** begin **

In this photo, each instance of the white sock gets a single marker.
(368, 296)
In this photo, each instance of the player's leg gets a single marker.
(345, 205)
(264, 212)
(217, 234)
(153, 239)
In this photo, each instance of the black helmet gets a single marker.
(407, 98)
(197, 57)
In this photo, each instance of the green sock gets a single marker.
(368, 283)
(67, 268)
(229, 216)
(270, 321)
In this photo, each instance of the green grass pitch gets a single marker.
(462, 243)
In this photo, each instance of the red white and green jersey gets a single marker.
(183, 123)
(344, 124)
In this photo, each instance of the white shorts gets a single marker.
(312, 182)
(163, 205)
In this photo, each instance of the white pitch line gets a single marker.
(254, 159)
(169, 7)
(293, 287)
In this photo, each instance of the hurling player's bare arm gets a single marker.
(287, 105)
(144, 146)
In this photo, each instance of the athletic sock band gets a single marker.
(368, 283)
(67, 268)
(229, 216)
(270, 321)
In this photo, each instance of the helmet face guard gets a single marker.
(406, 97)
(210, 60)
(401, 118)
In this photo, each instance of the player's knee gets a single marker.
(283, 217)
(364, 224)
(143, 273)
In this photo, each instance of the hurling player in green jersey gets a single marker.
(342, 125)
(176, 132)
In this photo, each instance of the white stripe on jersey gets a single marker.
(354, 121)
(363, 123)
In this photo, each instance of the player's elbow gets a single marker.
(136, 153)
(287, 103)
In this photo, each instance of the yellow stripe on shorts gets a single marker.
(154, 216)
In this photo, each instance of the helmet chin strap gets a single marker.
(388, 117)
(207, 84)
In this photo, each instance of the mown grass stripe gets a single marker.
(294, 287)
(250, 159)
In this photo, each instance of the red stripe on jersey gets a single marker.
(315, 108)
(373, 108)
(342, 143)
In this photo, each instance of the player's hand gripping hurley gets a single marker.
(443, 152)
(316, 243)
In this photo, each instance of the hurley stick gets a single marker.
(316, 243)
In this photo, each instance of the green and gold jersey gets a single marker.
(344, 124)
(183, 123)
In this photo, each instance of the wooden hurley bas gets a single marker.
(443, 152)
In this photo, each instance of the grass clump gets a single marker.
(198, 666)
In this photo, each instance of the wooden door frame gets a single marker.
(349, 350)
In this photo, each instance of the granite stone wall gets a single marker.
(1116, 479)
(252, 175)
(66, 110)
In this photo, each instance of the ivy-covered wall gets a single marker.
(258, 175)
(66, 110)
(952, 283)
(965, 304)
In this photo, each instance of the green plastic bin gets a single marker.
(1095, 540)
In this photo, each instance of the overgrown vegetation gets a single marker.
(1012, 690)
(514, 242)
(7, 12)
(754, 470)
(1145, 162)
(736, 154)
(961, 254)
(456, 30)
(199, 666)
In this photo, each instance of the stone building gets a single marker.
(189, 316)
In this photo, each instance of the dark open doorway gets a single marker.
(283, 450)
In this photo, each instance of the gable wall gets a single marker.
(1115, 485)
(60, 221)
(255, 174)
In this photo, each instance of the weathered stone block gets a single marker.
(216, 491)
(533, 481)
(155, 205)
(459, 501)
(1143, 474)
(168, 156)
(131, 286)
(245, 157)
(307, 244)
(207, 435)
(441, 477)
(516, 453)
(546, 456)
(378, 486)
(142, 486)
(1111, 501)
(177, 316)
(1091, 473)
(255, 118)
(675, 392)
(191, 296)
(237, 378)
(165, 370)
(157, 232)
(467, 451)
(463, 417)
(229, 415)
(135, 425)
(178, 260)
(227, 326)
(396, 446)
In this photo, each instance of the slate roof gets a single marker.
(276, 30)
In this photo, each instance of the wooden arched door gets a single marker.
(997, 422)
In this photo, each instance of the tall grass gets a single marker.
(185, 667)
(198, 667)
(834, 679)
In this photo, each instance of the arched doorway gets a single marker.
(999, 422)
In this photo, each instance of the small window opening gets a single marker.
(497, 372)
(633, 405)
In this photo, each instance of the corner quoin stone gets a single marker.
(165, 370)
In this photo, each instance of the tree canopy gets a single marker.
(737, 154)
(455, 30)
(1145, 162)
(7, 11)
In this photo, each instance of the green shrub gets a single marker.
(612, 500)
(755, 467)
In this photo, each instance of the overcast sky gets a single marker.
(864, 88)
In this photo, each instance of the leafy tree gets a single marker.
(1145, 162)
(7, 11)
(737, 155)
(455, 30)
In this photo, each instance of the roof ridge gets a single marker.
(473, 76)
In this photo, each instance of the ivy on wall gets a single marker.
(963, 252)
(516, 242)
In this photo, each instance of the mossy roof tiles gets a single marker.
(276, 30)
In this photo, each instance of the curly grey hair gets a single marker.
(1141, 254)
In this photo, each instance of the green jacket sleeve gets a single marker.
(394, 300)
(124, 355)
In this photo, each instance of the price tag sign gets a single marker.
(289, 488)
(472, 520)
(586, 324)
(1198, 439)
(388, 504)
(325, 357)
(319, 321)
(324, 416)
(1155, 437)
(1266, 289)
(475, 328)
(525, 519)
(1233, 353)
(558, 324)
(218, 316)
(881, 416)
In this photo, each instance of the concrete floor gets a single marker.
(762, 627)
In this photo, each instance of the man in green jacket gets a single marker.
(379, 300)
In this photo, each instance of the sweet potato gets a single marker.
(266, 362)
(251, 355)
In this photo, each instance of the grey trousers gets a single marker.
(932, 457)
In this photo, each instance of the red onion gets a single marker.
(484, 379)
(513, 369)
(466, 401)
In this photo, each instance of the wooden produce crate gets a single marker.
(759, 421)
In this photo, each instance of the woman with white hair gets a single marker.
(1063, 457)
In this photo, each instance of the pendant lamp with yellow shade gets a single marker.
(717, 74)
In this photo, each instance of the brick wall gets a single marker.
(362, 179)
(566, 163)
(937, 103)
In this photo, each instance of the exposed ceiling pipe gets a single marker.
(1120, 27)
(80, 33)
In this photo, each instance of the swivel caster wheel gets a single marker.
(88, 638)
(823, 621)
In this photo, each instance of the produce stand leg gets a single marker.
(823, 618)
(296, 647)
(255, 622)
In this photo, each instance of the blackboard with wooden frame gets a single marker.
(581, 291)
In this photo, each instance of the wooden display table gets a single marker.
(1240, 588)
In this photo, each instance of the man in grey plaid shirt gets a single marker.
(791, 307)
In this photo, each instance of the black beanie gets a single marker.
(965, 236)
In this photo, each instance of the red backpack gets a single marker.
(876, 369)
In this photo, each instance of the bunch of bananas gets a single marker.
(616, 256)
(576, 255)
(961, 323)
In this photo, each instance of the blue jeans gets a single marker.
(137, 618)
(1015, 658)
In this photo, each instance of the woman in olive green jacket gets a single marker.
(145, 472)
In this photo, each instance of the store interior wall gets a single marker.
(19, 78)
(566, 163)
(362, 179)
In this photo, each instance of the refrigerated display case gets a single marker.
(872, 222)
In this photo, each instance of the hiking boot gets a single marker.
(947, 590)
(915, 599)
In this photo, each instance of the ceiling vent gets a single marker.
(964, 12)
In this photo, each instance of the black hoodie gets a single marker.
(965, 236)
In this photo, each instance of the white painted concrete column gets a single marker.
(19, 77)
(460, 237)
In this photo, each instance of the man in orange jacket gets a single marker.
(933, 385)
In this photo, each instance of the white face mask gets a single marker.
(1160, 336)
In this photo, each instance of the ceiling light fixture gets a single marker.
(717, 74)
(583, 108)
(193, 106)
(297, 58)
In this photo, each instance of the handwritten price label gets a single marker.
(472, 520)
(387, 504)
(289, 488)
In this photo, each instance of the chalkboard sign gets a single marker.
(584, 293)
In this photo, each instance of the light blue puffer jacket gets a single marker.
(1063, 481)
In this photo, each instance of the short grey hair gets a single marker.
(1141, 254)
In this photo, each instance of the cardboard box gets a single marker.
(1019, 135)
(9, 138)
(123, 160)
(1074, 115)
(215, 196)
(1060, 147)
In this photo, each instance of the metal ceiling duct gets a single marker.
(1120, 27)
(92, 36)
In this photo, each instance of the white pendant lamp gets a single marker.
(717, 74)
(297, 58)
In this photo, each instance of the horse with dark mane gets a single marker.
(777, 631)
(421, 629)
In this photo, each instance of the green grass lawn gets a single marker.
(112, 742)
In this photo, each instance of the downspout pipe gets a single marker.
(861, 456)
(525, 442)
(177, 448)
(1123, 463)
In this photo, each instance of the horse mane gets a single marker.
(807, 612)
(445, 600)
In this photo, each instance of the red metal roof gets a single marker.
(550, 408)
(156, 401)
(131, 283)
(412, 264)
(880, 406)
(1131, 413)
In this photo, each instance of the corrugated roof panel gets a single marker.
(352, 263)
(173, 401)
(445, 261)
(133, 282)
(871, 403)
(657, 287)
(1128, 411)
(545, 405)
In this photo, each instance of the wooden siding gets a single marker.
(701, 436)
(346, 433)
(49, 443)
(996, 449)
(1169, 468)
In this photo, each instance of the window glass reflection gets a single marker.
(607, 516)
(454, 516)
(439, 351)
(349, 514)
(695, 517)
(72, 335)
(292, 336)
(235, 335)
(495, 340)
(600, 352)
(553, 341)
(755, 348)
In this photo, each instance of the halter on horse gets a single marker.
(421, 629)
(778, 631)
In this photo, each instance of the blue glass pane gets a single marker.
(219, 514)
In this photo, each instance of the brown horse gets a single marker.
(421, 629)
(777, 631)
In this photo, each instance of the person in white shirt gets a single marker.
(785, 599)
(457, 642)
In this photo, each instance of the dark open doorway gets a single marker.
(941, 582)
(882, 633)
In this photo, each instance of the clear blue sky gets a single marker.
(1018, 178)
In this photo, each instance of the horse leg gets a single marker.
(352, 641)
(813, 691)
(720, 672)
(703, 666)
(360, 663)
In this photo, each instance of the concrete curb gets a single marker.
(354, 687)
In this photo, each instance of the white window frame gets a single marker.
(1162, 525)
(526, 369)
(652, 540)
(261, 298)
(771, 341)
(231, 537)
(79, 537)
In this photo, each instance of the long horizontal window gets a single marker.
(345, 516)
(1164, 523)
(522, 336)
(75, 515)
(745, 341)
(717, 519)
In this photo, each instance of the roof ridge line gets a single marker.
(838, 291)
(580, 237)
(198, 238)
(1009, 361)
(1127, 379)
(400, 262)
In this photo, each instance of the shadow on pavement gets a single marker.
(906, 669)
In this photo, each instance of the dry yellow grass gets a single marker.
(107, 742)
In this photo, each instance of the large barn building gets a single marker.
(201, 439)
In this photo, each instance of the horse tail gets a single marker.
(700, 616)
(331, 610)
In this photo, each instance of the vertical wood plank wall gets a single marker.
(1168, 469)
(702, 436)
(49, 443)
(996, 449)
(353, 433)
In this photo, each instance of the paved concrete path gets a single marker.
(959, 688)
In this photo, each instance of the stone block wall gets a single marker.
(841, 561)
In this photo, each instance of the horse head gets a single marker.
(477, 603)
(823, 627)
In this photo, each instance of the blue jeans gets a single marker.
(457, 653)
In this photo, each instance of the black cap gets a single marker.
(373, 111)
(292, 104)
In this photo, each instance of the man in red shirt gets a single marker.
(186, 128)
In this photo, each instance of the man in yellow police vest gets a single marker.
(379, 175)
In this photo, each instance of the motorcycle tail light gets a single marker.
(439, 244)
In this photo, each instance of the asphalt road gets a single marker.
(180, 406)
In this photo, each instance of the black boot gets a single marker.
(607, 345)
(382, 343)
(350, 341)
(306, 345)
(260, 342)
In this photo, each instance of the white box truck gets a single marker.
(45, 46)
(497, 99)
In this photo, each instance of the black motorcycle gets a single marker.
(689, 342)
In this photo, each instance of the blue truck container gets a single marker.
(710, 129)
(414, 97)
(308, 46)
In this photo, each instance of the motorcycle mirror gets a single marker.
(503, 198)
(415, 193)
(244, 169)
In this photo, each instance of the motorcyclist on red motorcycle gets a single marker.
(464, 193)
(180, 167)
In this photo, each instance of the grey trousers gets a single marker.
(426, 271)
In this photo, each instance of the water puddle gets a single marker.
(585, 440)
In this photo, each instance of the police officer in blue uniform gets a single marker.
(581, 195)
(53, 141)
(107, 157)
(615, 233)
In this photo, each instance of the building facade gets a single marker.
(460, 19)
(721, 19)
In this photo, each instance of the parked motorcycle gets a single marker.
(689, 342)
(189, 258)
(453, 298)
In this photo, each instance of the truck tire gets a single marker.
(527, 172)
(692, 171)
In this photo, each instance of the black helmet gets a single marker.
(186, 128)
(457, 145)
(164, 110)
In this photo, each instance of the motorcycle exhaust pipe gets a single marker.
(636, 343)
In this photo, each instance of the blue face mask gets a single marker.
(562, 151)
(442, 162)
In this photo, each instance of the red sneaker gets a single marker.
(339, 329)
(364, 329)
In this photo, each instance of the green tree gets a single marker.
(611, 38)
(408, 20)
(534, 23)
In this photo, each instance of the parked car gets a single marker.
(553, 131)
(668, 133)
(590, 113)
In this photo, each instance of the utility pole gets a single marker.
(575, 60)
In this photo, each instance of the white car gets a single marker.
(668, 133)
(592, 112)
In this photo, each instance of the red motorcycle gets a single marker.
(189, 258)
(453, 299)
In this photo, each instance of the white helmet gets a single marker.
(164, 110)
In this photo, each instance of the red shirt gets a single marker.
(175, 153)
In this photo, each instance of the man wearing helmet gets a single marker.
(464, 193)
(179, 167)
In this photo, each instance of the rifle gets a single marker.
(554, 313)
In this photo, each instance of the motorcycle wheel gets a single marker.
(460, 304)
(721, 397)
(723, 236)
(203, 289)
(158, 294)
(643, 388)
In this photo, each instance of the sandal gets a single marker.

** end **

→ **REQUEST**:
Pull out the stretch of entries above from the line containing "In this photo, each instance of the curly" through the line containing "(1015, 658)", including both of those lines, and reproduce it word for word.

→ **RESULT**:
In this photo, each instance of the curly grey hair gets a single marker.
(1141, 254)
In this photo, each instance of the green jacket sleeve gets a single marker.
(394, 300)
(124, 355)
In this photo, each instance of the price tag sign gets a single marker.
(289, 488)
(472, 520)
(586, 324)
(1198, 439)
(388, 504)
(325, 357)
(319, 321)
(324, 416)
(1155, 437)
(1266, 289)
(475, 328)
(525, 519)
(1233, 353)
(558, 324)
(218, 316)
(881, 416)
In this photo, each instance of the concrete floor gets a single marker.
(762, 627)
In this photo, each instance of the man in green jacket gets a single marker.
(379, 300)
In this photo, each instance of the sweet potato gets a single marker.
(266, 362)
(251, 355)
In this photo, each instance of the grey trousers gets a single marker.
(932, 457)
In this photo, each instance of the red onion gets a single marker.
(484, 379)
(513, 369)
(466, 401)
In this photo, each instance of the wooden produce crate gets a single marker.
(759, 421)
In this photo, each instance of the woman with white hair gets a single marker.
(1063, 457)
In this photo, each instance of the pendant lamp with yellow shade gets a single marker.
(717, 74)
In this photo, each instance of the brick wall gets a single marker.
(362, 179)
(566, 163)
(937, 103)
In this photo, each instance of the exposed ceiling pipe gets a single marker.
(1120, 27)
(80, 33)
In this photo, each instance of the swivel caster wheel gets a single marker.
(88, 638)
(823, 621)
In this photo, each instance of the produce stand leg gets a single marker.
(823, 618)
(296, 647)
(255, 622)
In this photo, each instance of the blackboard with wooden frame gets a single marker.
(581, 291)
In this photo, each instance of the wooden display table gets a single marker.
(1240, 588)
In this photo, each instance of the man in grey plaid shirt gets a single marker.
(791, 307)
In this photo, each instance of the black beanie gets a single marker.
(965, 236)
In this photo, each instance of the red backpack gets a single marker.
(876, 369)
In this photo, each instance of the bunch of bananas gets a single marker.
(616, 256)
(576, 255)
(961, 323)
In this photo, each instance of the blue jeans gets a single marker.
(137, 618)
(1015, 658)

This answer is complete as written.